### TEXT PROVIDED
If you are talking about a regular dict, then the "first key" doesn't mean anything. The keys are not ordered in any way you can depend on. If you iterate over your dict you will likely not get "banana" as the first thing you see.

If you need to keep things in order, then you have to use an OrderedDict and not just a plain dictionary.

import collections
prices  = collections.OrderedDict([
        ("banana", 4),
        ("apple", 2),
        ("orange", 1.5),
        ("pear", 3),
])

If you then wanted to see all the keys in order you could do so by iterating through it

for k in prices:
    print(k)

You could, alternatively put all of the keys into a list and then work with that

ks = list(prices)
print(ks[0]) # will print "banana"

A faster way to get the first element without creating a list would be to call next on the iterator. This doesn't generalize nicely when trying to get the nth element though

>>> next(iter(prices))
'banana'

_{* CPython had guaranteed insertion order as an implementation detail in 3.6.}

Answer 3

So I found this page while trying to optimize a thing for taking the only key in a dictionary of known length 1 and returning only the key. The below process was the fastest for all dictionaries I tried up to size 700.

I tried 7 different approaches, and found that this one was the best, on my 2014 Macbook with Python 3.6:

def first_5():
    for key in biased_dict:
        return key

The results of profiling them were:

  2226460 / s with first_1
  1905620 / s with first_2
  1994654 / s with first_3
  1777946 / s with first_4
  3681252 / s with first_5
  2829067 / s with first_6
  2600622 / s with first_7

All the approaches I tried are here:

def first_1():
    return next(iter(biased_dict))


def first_2():
    return list(biased_dict)[0]


def first_3():
    return next(iter(biased_dict.keys()))


def first_4():
    return list(biased_dict.keys())[0]


def first_5():
    for key in biased_dict:
        return key


def first_6():
    for key in biased_dict.keys():
        return key


def first_7():
    for key, v in biased_dict.items():
        return key

Answer 4

If you just want the first key from a dictionary you should use what many have suggested before

first = next(iter(prices))

However if you want the first and keep the rest as a list you could use the values unpacking operator

first, *rest = prices

The same is applicable on values by replacing prices with prices.values() and for both key and value you can even use unpacking assignment

>>> (product, price), *rest = prices.items()
>>> product
'banana'
>>> price
4

Note: You might be tempted to use first, *_ = prices to just get the first key, but I would generally advice against this usage unless the dictionary is very short since it loops over all keys and creating a list for the rest has some overhead.

Note: As mentioned by others insertion order is preserved from python 3.7 (or technically 3.6) and above whereas earlier implementations should be regarded as undefined order.

Answer 5

A dictionary is not indexed, but it is in some way, ordered. The following would give you the first existing key:

list(my_dict.keys())[0]

Answer 6

Well as simple, the answer according to me will be

first = list(prices)[0]

converting the dictionary to list will output the keys and we will select the first key from the list.

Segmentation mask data

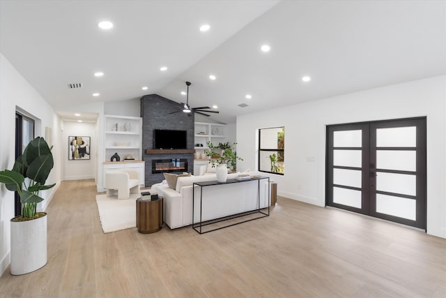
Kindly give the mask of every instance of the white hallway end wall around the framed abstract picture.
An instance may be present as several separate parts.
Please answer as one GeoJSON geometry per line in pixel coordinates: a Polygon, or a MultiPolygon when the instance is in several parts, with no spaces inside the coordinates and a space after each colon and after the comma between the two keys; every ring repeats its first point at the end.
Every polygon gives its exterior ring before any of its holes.
{"type": "Polygon", "coordinates": [[[89,122],[63,122],[63,133],[61,140],[62,152],[62,180],[95,179],[96,177],[96,124],[89,122]],[[90,137],[90,159],[68,160],[68,137],[84,136],[90,137]]]}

### EXERCISES TO COMPLETE
(1) In the thread about getting a dictionary's first key, what computer and Python version were used to test the seven approaches?
(2) List the fruit names used as keys in the OrderedDict example in the thread about getting a dictionary's first key.
(3) From the thread about getting a dictionary's first key, return the stretch from "Note: You might" through "as undefined order.".
The entries are separate material and have no connection to the thread about getting a dictionary's first key.

### SOLUTIONS TO THE EXERCISE
(1) A 2014 Macbook with Python 3.6.

(2) banana, apple, orange, pear

(3)
Note: You might be tempted to use first, *_ = prices to just get the first key, but I would generally advice against this usage unless the dictionary is very short since it loops over all keys and creating a list for the rest has some overhead.

Note: As mentioned by others insertion order is preserved from python 3.7 (or technically 3.6) and above whereas earlier implementations should be regarded as undefined order.